A safra de 2025/2026 será marcada, para muitos agricultores, como a primeira não semeada ou pela perda de parte relevante de seu patrimônio.
Após uma sequência de quebras de safras causadas por secas, estiagens e enchentes, entre entre 2020 e 2024, produtores de diferentes Estados acumulam prejuízos e, descapitalizados, não têm conseguido arcar com os financiamentos feitos para custeio da lavoura e investimentos.
As parcelas não pagas se tornaram dívidas, inadimplência e restrição para obter novas linhas de crédito. E, agora, para vários deles, se transformaram em drama, com casos de confisco de máquinas agrícolas e até leilões de terras dadas como garantia se proliferando em diferentes Estados.
Junto com eles, os tribunais de municípios em várias regiões produtoras do Brasil assistem a embates jurídicos em torno da legalidade das ações dos credores, com diferentes teses sendo defendidas de forma isolada ou coletiva pelos defensores dos devedores.
No início de setembro, por exemplo, a 1ª Vara Cível de Cornélio Procópio, no interior do Paraná, determinou que fossem devolvidas a um produtor rural 18 maquinários agrícolas apreendidos em uma fazenda pelo Banco John Deere por falta de pagamentos.
As colheitadeiras, plantadeiras e tratores - que somam próximo de R$ 50 milhões - voltaram ao produtor no dia 9 de setembro, três dias depois do confisco.
No interior do Rio Grande do Sul, onde secas, estiagens e enxurradas levaram a cinco anos de perdas consecutivas em algumas regiões, a crise e o número de produtores em crise atemorizam cada vez mais produtores.
Produtor de soja em Tupanciretã, Ricardo Lopes de Castro tenta impedir que a fazenda de 100 hectares, onde mora, vá a leilão, previsto para ocorrer no dia 20 de outubro.
Acumulando perdas de até 40% do plantio entre 2021 e 2024, nos últimos anos Lopes não conseguiu mais arcar com os pagamentos. A dívida de R$ 2 milhões é fruto de financiamentos feitos e refeitos para custeio da lavoura e, de acordo com agricultor, inflados por juros abusivos.
Correndo contra o tempo para impedir o leilão da propriedade, com valor estimado em R$ 8 milhões, o produtor de 58 anos, pela primeira vez, não irá plantar nada. Com restrições de crédito e tremendo novas perdas, deixará o campo vazio.
Entre a notificação e a data marcada para o leilão, o produtor relata que teve apenas apenas 15 dias para tentar impedir a ação - o que até esta quinta-feira, dia 15 de outubro, não havia conseguido.
“O banco me ofereceu, em 2022, uma linha de crédito com alienação fiduciária, tendo as terras como garantia. Além das perdas daquele ano, vieram mais duas, em 2023 e 2024, com as enchentes. Desde 2021, tive um prejuízo médio anual de mais de R$ 900 mil”, calcula Lopes.
Também com risco de perder em um leilão 6 hectares de um total de 10 hectares na região noroeste do Rio Grande do Sul, Gilmar Kappes não comemora uma safra cheia desde 2020.
Neste tempo, viu a produtividade cair de 60 sacas por hectare para 12, em 2024, quando as enxurradas assolaram metade do Estado.

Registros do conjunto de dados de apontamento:

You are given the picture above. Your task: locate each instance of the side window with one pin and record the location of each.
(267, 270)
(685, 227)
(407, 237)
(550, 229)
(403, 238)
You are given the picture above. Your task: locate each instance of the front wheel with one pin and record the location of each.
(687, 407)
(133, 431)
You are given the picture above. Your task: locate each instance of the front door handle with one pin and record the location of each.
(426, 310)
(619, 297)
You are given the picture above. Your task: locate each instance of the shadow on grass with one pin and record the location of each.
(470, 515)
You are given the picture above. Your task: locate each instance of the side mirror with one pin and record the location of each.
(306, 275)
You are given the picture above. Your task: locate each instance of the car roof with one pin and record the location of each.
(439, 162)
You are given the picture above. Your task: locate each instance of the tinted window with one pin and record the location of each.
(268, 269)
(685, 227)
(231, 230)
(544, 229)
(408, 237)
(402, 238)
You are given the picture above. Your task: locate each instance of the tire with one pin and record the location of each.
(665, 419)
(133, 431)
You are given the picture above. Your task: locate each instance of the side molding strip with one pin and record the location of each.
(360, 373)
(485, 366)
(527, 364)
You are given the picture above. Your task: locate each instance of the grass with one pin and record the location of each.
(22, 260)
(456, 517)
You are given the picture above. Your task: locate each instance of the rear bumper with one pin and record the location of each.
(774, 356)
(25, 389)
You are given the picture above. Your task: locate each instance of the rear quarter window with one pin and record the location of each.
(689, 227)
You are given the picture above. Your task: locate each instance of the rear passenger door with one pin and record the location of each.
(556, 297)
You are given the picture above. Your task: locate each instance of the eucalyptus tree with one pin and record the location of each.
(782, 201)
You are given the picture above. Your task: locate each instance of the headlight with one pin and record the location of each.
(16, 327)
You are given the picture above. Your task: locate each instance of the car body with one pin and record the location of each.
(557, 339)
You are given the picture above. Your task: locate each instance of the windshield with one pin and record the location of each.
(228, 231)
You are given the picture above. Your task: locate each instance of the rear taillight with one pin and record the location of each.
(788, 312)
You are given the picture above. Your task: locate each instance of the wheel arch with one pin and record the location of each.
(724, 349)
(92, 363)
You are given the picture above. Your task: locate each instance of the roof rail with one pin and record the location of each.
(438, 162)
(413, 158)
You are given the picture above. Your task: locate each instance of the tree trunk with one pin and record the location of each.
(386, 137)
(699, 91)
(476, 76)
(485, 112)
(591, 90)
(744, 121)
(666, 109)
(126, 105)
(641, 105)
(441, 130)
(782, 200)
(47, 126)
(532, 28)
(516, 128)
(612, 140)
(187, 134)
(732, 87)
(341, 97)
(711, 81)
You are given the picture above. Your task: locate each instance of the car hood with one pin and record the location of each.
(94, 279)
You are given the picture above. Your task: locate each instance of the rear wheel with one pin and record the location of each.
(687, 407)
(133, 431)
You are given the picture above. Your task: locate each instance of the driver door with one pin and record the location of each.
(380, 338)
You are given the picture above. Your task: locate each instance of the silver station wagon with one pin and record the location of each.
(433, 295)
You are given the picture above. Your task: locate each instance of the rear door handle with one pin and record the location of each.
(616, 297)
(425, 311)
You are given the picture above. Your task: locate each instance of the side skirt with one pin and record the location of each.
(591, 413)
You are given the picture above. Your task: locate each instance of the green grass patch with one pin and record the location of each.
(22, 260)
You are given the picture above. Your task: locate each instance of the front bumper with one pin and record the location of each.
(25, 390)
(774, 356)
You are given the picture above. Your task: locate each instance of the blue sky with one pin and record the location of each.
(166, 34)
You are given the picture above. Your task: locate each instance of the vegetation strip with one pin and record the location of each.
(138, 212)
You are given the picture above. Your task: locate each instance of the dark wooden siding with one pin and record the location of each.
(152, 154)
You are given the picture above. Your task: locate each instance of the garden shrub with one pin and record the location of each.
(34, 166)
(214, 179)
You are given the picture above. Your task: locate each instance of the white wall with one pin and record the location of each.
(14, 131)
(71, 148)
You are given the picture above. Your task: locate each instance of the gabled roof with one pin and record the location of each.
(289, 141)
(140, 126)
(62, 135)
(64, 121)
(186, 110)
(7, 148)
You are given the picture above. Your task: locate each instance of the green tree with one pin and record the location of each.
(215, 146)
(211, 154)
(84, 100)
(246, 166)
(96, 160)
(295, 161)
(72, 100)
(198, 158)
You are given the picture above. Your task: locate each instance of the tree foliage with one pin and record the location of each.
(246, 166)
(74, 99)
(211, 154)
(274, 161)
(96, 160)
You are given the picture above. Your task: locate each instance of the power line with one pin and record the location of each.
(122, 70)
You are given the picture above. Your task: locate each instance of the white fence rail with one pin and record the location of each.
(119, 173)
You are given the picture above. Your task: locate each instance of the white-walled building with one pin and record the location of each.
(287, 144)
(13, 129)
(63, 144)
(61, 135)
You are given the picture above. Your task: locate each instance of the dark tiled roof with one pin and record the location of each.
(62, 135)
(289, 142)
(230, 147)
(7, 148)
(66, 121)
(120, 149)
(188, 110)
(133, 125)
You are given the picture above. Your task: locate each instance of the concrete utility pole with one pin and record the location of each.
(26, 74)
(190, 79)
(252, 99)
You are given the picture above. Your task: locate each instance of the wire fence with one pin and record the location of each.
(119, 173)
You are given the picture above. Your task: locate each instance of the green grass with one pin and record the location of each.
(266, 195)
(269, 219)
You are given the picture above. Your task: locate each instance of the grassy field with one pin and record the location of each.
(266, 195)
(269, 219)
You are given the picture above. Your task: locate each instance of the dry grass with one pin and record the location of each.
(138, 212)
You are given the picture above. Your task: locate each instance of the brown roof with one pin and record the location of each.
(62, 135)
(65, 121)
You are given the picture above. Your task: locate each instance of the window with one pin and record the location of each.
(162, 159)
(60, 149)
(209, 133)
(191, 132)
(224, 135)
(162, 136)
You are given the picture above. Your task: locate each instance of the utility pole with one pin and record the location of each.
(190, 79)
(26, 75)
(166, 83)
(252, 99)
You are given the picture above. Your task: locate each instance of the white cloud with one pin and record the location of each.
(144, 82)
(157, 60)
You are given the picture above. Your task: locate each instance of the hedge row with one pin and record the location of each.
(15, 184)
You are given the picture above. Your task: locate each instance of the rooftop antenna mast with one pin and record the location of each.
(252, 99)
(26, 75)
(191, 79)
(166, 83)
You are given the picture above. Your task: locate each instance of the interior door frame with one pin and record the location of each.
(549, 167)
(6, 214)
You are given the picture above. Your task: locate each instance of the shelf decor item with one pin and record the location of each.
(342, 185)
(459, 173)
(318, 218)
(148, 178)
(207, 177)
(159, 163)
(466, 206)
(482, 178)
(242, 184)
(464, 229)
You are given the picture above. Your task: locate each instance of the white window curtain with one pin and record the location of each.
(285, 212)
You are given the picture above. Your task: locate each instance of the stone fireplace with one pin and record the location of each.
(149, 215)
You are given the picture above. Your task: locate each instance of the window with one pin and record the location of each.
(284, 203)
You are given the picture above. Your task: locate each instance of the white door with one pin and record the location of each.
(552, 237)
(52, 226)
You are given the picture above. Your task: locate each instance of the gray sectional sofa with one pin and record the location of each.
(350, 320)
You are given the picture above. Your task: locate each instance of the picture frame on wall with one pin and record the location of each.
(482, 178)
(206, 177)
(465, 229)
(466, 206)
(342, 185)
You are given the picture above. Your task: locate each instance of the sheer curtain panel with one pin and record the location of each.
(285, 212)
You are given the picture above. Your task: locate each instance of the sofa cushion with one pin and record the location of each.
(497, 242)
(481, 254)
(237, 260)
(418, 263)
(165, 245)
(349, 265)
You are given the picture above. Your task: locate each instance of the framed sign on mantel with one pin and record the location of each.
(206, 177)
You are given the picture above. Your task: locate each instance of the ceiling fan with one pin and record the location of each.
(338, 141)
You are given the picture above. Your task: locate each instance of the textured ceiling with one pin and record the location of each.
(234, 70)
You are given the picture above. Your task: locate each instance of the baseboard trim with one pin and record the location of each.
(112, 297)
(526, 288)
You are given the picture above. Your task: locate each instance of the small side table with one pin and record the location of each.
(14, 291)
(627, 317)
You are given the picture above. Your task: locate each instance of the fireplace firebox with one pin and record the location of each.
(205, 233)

Problemas a resolver:
1. Indique se cada afirmação concorda com o texto sobre as dívidas dos agricultores, respondendo sim ou não e citando literalmente as palavras do texto que decidem a questão: (a) as máquinas apreendidas em Cornélio Procópio voltaram ao produtor três dias depois do confisco; (b) a fazenda de Ricardo Lopes de Castro tem valor estimado em R$ 2 milhões; (c) Gilmar Kappes corre o risco de perder em leilão todos os seus 10 hectares.
2. Copie, por favor, sem nenhuma alteração o trecho do texto sobre as dívidas dos agricultores que vai de "Após uma sequência" a "defensores dos devedores.".

Respostas:
1.
(a) Sim: "voltaram ao produtor no dia 9 de setembro, três dias depois do confisco".
(b) Não: "com valor estimado em R$ 8 milhões".
(c) Não: "6 hectares de um total de 10 hectares".

2.
Após uma sequência de quebras de safras causadas por secas, estiagens e enchentes, entre entre 2020 e 2024, produtores de diferentes Estados acumulam prejuízos e, descapitalizados, não têm conseguido arcar com os financiamentos feitos para custeio da lavoura e investimentos.
As parcelas não pagas se tornaram dívidas, inadimplência e restrição para obter novas linhas de crédito. E, agora, para vários deles, se transformaram em drama, com casos de confisco de máquinas agrícolas e até leilões de terras dadas como garantia se proliferando em diferentes Estados.
Junto com eles, os tribunais de municípios em várias regiões produtoras do Brasil assistem a embates jurídicos em torno da legalidade das ações dos credores, com diferentes teses sendo defendidas de forma isolada ou coletiva pelos defensores dos devedores.